» **Work instructions**:
From the records below, copy out verbatim the lines starting at the one containing "trousers and supply box coordinates for each." and ending at the one containing "[183,196,193,211]", both included. Give nothing else.

» **Raw data**:
■ ■ ■ ■ ■ ■ ■

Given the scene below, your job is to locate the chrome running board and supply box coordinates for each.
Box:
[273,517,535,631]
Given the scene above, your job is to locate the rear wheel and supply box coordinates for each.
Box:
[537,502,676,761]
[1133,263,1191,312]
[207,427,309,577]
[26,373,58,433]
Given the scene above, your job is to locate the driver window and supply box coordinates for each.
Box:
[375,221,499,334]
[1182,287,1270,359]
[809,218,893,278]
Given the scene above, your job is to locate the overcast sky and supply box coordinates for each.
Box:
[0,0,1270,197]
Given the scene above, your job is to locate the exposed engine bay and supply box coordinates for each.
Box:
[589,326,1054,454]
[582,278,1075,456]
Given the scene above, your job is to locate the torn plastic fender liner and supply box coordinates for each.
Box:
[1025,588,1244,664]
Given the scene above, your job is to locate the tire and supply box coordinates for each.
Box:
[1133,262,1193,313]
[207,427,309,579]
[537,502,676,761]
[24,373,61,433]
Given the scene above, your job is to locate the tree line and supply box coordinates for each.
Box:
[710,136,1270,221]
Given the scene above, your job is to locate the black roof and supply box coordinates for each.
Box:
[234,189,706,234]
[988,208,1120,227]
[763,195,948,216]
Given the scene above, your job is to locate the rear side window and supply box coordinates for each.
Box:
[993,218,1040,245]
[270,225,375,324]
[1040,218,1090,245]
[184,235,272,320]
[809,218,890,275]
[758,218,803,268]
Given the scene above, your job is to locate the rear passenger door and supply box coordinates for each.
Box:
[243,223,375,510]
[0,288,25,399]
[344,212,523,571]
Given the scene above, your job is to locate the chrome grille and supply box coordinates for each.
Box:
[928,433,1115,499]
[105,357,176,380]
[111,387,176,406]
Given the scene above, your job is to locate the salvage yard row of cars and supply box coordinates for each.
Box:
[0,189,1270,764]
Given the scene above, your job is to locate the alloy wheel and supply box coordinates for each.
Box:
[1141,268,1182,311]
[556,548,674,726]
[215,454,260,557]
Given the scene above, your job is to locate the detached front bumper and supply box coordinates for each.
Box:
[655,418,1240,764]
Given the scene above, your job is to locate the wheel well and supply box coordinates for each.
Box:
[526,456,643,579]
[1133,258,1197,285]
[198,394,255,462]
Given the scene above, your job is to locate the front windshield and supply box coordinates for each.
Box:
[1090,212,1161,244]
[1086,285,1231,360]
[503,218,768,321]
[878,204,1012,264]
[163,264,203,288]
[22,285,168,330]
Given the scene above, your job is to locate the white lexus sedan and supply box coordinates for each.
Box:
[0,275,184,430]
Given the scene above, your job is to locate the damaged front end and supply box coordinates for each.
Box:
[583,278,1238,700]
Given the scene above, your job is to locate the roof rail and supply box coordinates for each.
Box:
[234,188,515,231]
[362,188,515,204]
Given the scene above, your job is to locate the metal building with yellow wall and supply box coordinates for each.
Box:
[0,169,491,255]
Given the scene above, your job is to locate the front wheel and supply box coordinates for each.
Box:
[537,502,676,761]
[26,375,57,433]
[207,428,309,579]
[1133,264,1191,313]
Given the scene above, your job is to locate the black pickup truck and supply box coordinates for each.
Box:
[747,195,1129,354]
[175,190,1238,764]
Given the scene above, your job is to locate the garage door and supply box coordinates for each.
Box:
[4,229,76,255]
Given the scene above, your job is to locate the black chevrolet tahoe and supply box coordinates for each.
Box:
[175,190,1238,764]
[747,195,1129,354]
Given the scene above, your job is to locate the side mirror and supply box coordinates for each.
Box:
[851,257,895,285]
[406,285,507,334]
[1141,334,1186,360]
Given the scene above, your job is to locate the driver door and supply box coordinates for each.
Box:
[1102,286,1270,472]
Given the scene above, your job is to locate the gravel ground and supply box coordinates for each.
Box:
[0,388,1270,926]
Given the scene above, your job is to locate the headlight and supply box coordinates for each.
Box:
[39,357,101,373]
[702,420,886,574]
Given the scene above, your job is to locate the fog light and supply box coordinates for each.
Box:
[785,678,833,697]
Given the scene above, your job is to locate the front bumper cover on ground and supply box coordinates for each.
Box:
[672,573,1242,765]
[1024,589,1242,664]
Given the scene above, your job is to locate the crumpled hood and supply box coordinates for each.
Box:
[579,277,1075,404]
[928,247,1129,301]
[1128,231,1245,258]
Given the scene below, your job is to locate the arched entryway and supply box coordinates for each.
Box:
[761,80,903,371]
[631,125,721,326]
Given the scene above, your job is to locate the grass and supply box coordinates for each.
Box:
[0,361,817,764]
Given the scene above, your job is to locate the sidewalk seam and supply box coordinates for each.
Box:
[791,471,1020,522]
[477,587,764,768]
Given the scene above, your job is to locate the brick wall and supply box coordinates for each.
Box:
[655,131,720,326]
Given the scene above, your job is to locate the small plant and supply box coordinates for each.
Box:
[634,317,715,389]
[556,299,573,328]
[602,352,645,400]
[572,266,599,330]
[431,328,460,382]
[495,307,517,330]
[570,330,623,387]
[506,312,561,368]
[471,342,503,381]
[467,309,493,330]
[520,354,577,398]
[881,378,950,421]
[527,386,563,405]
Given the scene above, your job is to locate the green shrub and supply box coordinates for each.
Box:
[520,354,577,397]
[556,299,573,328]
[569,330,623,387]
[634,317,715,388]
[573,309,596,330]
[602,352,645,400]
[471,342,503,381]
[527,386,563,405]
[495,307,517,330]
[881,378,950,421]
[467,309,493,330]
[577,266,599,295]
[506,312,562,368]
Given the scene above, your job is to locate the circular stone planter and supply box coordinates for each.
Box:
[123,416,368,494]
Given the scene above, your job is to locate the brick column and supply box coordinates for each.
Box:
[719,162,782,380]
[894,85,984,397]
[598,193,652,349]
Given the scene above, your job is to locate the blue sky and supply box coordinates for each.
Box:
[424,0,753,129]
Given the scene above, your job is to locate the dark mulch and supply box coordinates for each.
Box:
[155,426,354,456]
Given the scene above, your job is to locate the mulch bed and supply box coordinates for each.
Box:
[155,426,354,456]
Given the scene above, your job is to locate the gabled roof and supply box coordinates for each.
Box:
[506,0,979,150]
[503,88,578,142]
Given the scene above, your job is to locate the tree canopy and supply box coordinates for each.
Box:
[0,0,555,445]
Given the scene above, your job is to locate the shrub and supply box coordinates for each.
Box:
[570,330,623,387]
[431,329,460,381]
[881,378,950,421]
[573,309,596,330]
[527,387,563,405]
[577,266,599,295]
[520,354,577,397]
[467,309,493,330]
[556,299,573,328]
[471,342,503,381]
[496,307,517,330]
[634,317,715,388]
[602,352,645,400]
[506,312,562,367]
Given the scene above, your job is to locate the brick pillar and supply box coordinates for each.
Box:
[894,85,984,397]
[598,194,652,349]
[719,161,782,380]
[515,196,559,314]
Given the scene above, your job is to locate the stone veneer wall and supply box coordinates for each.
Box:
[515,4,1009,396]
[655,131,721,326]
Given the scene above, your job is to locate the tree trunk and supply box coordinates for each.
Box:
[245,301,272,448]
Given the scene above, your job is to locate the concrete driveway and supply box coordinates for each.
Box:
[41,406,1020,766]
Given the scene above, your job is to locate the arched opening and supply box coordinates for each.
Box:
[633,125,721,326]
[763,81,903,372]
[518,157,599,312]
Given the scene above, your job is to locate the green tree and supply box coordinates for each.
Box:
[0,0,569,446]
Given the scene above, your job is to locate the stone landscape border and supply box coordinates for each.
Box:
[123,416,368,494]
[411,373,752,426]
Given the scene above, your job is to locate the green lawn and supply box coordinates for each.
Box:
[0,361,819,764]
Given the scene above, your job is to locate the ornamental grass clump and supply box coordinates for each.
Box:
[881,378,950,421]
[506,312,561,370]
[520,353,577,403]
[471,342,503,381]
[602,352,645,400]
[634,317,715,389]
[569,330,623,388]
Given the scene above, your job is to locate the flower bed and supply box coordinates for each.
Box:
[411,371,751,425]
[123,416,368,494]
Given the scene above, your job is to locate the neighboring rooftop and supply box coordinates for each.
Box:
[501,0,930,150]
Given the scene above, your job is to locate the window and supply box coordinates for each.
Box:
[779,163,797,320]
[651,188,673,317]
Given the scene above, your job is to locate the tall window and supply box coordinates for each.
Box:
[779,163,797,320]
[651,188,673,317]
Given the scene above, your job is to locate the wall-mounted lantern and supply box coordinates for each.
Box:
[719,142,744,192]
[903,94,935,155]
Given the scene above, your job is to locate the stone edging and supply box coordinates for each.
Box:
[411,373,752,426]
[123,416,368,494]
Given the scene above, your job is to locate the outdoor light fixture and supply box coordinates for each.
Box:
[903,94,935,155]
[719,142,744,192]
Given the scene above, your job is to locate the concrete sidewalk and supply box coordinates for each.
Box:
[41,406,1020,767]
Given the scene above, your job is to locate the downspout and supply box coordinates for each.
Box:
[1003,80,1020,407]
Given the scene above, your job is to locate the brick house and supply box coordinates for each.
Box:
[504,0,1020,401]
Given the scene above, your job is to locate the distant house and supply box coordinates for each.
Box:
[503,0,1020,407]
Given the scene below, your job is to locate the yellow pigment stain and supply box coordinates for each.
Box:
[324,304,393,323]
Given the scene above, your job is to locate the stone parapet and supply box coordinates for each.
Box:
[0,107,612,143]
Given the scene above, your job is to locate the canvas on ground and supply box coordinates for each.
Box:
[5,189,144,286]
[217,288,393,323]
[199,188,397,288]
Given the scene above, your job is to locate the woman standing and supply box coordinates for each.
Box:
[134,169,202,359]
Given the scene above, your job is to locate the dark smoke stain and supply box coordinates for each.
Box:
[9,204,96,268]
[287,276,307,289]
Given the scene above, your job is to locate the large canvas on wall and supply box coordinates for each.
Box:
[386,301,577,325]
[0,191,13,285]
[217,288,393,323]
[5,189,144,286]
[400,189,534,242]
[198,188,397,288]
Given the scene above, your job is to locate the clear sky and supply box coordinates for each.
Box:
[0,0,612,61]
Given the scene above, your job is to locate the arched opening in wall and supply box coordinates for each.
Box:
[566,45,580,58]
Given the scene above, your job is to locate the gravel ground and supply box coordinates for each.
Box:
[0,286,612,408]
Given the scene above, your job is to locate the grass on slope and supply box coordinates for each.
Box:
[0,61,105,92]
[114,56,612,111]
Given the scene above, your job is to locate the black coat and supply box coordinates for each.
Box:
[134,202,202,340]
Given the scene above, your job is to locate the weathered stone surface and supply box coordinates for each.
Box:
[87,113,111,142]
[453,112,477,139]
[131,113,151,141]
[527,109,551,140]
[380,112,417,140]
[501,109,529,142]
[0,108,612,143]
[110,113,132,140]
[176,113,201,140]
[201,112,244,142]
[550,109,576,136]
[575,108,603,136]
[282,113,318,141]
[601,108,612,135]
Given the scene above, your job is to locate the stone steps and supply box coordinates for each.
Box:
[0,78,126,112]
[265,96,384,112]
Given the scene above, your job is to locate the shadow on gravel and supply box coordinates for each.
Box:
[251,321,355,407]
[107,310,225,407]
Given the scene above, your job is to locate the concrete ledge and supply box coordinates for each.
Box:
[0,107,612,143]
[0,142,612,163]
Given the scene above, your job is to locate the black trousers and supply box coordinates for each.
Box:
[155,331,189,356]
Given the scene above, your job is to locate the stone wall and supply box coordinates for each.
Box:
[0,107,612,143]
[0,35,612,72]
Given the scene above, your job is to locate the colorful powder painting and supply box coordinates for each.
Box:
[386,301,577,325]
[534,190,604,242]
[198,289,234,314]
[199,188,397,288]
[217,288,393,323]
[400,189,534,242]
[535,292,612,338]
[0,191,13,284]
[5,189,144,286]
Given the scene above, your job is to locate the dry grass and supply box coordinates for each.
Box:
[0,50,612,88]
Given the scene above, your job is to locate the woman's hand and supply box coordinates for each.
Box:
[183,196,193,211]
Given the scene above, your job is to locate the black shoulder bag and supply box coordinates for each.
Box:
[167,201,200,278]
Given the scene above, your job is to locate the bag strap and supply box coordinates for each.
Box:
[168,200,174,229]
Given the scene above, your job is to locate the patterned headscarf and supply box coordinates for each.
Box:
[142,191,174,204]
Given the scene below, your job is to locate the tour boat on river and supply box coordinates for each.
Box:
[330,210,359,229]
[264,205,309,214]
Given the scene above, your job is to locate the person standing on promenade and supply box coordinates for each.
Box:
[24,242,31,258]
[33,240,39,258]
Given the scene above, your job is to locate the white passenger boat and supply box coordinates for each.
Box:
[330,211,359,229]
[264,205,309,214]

■ ■ ■ ■ ■ ■ ■

» **Finished exercise**:
Given the scene above, your job is to locate the black trousers and supply box coordinates for each.
Box:
[155,331,189,356]
Given the scene above, your job is to locate the stone wall and supply box coordinates for each.
Box:
[0,107,612,143]
[0,35,612,72]
Given the scene above, your job is to locate the colorful powder painting and supply box coordinates for each.
Box:
[386,301,577,325]
[534,190,604,242]
[198,289,234,314]
[199,188,397,288]
[217,288,393,323]
[400,189,534,242]
[535,292,612,338]
[0,191,13,284]
[5,189,144,286]
Given the scene above, your job is to locate the dry grass and supply box coordinates for each.
Box:
[0,50,612,88]
Given the scene above, your job is to locate the woman's hand and supply box coordinates for each.
Box:
[183,196,193,211]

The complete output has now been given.